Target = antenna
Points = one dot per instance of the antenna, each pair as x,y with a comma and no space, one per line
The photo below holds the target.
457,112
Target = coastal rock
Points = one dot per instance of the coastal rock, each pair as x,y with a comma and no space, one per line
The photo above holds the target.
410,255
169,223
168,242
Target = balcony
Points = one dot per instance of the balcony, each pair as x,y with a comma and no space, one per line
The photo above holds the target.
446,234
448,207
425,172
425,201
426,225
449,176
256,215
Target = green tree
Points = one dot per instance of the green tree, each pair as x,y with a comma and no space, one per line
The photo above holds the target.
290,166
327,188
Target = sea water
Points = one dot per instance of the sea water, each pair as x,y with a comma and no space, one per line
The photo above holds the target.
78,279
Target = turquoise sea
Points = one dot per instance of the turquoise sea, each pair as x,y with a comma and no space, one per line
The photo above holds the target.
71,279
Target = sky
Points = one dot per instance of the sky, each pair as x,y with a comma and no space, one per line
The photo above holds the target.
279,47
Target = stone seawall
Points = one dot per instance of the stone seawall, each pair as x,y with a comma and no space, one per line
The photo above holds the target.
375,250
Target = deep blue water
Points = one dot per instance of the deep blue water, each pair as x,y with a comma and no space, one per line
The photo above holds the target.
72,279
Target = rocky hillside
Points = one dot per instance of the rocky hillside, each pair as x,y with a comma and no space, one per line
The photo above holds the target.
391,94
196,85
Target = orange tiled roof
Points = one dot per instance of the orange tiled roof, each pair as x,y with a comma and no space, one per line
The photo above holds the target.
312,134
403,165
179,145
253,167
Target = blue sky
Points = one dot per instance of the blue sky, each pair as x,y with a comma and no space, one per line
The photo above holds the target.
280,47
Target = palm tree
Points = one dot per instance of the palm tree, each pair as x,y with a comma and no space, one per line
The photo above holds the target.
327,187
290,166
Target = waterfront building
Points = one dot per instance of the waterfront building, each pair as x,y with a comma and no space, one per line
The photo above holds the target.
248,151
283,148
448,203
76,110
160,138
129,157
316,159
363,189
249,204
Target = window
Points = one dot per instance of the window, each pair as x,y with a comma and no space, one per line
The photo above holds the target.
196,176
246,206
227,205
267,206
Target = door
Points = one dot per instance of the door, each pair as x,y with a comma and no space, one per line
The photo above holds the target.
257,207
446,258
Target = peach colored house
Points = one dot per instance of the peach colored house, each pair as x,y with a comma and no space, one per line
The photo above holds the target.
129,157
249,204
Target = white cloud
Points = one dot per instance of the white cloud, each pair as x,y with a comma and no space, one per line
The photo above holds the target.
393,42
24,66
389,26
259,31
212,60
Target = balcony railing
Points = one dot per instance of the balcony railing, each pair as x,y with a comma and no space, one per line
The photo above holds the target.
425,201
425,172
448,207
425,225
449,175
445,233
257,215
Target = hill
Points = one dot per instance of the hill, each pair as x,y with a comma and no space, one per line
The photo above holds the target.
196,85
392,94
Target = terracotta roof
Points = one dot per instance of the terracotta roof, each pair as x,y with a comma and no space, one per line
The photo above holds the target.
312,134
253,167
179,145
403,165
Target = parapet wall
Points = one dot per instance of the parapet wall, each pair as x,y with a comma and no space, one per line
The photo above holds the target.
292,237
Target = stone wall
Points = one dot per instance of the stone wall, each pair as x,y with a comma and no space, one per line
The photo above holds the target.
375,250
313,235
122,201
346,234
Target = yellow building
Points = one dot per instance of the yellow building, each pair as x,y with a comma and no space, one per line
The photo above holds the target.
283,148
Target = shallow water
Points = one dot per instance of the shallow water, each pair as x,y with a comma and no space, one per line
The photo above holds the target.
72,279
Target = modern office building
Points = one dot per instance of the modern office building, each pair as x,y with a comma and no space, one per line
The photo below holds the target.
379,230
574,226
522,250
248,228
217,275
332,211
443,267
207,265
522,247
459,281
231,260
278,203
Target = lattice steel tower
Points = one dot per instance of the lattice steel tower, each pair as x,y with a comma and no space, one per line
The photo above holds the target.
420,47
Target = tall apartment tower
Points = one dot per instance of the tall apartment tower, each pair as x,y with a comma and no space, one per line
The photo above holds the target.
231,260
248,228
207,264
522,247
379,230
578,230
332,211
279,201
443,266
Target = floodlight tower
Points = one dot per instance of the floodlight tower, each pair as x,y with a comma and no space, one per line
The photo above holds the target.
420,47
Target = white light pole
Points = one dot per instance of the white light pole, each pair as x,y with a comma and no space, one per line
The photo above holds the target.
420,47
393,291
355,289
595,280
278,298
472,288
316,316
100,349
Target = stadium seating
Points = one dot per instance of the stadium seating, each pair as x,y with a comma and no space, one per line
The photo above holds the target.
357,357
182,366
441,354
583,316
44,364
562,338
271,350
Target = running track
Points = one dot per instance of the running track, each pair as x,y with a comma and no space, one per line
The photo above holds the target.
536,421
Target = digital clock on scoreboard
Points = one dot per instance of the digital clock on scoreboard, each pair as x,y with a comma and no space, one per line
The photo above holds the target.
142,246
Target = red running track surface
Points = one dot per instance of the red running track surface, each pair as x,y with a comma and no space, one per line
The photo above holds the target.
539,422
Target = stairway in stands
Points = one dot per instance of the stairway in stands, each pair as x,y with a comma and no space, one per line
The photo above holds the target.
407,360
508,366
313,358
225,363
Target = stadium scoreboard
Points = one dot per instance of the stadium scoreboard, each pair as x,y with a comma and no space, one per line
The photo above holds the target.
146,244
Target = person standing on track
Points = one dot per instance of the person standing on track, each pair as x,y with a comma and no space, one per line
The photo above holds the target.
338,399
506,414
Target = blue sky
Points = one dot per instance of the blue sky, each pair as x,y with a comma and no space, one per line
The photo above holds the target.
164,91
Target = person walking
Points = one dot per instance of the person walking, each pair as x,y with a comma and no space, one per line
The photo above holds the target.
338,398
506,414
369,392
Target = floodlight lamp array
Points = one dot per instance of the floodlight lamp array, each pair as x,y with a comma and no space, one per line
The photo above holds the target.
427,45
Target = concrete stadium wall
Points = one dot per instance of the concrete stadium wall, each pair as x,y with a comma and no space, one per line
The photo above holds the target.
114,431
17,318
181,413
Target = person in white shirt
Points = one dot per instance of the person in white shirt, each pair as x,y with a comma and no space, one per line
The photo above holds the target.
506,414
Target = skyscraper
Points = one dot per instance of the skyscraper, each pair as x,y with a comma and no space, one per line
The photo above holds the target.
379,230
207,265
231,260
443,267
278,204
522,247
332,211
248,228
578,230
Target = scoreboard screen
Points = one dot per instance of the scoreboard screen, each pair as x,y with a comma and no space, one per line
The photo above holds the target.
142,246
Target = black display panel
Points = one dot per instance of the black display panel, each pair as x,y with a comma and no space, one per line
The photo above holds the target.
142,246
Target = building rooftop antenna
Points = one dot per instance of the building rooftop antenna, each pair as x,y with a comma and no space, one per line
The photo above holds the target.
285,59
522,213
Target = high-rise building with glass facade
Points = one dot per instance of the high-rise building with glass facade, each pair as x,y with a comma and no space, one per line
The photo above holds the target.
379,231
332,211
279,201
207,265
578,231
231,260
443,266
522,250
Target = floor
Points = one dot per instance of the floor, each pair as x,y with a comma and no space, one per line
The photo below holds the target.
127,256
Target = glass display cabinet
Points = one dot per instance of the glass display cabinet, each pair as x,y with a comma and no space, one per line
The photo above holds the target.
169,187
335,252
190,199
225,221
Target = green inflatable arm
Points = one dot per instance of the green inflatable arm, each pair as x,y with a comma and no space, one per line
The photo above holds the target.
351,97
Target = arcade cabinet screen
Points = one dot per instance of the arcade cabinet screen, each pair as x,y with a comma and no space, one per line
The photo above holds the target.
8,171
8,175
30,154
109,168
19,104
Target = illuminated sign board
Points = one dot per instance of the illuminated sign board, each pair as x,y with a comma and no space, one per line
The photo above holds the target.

* * *

» Your objective:
Return the lines beginning at the one that contains "Target = black display panel" and continuing through the last line of the data, exactly as they stand and without any others.

» Correct response:
Target = black display panel
Points = one dot per instance of the black display panel, each pair as x,y with a comma and no space, one per line
The photo above holds the target.
142,246
Target = building rooftop antenna
Points = one dot per instance of the building rooftop antenna, each pair as x,y with a comma and no space, one per line
The photo above holds the target.
285,59
522,213
Target = high-rise building with glass facade
Points = one dot per instance of the high-rise building with glass facade, each pair as x,y with a comma and no space, one per line
The photo above holds the target.
379,231
332,211
279,201
207,265
578,231
231,260
443,266
522,250
Target = floor
Points = one dot per instance of the floor, each pair as x,y with a comma and no space, one per line
The photo below holds the target.
127,256
Target = glass display cabinet
Points = one dot per instance of the glass display cabinet, each pair as x,y with a comma and no space, one per line
The photo above holds the target.
169,187
335,252
190,199
225,221
Target = green inflatable arm
Points = one dot per instance of the green inflatable arm, each pair as x,y with a comma and no space, one per line
The photo above holds the target.
351,97
Target = arcade cabinet screen
Points = one dot per instance of the arcade cabinet screen, each pair as x,y with a comma and no space, one per line
The photo above holds the target.
8,171
8,175
30,154
109,168
19,104
Target = illuminated sign board
Points = one dot per instance of the illuminated sign board, each pair as x,y with a comma and no space, one per line
The photo above holds the target.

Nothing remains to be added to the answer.